Görev: Aşağıdaki malzemenin tamamını baştan sona kopyala, tek bir harfini bile değiştirme.

Girdi:
· · ·
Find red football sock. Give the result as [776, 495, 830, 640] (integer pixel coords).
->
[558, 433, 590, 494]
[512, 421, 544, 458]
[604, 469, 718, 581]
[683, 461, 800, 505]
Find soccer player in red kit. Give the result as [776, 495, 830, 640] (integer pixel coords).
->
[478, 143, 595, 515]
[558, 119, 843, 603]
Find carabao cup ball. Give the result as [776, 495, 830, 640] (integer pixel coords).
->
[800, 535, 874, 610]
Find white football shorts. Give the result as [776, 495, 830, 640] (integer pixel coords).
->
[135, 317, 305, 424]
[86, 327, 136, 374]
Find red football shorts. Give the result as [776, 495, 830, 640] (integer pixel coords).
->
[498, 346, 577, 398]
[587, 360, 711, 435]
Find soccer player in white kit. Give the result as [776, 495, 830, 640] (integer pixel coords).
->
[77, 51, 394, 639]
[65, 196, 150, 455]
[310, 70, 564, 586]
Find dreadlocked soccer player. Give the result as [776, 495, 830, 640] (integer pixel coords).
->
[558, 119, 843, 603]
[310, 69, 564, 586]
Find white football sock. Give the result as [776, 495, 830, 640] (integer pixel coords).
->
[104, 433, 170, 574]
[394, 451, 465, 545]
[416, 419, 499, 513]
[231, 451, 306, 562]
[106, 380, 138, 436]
· · ·
Tamamlanan görev:
Find red football sock. Give the result as [776, 495, 830, 640] (integer pixel coords).
->
[558, 433, 590, 494]
[512, 421, 544, 458]
[604, 469, 718, 581]
[683, 461, 800, 505]
Find soccer player in red kit. Give the result as [776, 495, 830, 640] (integer pixel coords).
->
[478, 143, 595, 515]
[558, 119, 843, 603]
Find carabao cup ball. Give the result as [776, 495, 830, 640] (integer pixel coords).
->
[800, 535, 874, 610]
Find white football shorts. Give the result as [776, 495, 830, 640] (integer pixel coords).
->
[135, 317, 305, 424]
[86, 327, 136, 374]
Find red football shorts. Give the result as [776, 495, 830, 640] (integer pixel coords).
->
[498, 346, 577, 398]
[587, 360, 711, 435]
Find soccer player in white kit. Give the result as [776, 495, 830, 640] (integer pixel coords).
->
[77, 51, 394, 639]
[65, 196, 150, 455]
[310, 70, 564, 586]
Find dreadlocked soccer player. Give the result as [776, 495, 830, 640] (integer pixel coords).
->
[558, 119, 843, 603]
[310, 69, 564, 586]
Find white football sock. Give the result as [776, 495, 830, 640] (integer pixel coords).
->
[104, 433, 170, 574]
[394, 451, 465, 545]
[416, 419, 499, 513]
[231, 451, 306, 562]
[106, 380, 138, 436]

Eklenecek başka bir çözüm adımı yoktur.